• _BREVE ESERCIZIO_
Restituisca ogni riga dei dati estratti che contiene la parola "concrete".

+++

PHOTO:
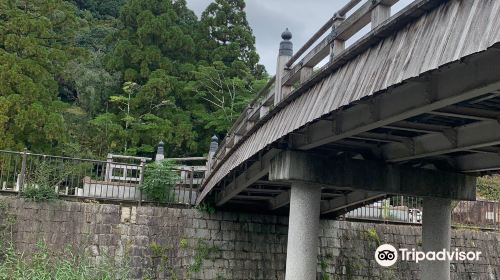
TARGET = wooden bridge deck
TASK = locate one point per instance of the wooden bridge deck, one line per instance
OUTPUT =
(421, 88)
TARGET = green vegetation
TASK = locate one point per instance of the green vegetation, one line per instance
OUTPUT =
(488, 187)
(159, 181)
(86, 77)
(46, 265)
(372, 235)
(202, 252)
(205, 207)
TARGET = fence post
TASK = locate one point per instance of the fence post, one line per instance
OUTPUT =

+++

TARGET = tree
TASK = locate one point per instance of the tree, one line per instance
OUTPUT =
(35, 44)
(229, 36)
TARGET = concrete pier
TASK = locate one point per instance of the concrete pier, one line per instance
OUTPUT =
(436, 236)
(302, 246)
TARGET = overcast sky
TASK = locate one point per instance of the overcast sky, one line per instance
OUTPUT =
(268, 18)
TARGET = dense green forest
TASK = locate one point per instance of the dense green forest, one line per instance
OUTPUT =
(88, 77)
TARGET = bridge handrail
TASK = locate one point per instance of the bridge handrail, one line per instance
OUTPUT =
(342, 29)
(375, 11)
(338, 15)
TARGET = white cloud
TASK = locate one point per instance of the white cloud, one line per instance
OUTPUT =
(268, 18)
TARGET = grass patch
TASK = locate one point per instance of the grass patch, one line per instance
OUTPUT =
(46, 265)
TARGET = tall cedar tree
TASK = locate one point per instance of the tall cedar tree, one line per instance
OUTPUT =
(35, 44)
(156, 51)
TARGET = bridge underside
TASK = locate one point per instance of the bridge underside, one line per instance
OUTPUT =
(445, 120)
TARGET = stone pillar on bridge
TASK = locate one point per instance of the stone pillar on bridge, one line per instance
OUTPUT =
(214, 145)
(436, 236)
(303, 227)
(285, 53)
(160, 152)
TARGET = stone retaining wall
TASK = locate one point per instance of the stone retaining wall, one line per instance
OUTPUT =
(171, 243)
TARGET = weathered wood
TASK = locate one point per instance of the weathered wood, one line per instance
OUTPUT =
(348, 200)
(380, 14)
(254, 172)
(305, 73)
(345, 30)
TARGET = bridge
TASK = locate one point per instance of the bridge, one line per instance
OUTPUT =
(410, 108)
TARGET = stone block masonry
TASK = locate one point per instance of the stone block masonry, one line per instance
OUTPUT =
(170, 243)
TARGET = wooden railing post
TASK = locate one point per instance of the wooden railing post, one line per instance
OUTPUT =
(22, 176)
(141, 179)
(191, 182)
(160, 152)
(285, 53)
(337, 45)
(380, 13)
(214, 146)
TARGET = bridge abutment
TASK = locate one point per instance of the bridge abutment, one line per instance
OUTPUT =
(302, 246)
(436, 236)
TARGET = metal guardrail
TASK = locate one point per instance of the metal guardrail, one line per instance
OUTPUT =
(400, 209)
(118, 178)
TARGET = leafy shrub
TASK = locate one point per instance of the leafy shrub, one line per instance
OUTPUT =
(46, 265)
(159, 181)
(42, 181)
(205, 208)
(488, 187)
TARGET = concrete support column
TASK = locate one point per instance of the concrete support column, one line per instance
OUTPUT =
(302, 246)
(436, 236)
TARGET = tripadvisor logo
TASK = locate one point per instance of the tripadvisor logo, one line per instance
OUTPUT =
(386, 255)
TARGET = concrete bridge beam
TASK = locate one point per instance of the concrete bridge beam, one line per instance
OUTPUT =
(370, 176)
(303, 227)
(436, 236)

+++

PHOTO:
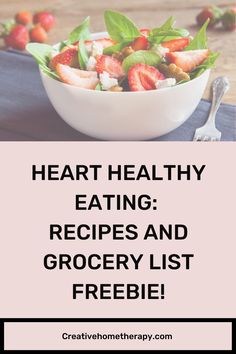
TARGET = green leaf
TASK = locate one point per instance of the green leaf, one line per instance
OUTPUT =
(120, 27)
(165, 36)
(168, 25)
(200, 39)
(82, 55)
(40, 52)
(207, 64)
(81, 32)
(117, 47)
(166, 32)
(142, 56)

+++

• _RISPOSTA ALL'ESERCIZIO_
TARGET = concrete pier
TASK = locate one point per instance of the concrete pier, one line per instance
TARGET = concrete support column
TASK = locate one point per instance of the concrete support column, one line per instance
TARGET = concrete bridge beam
TASK = locate one point per instance of the concrete bridge beam, one line per instance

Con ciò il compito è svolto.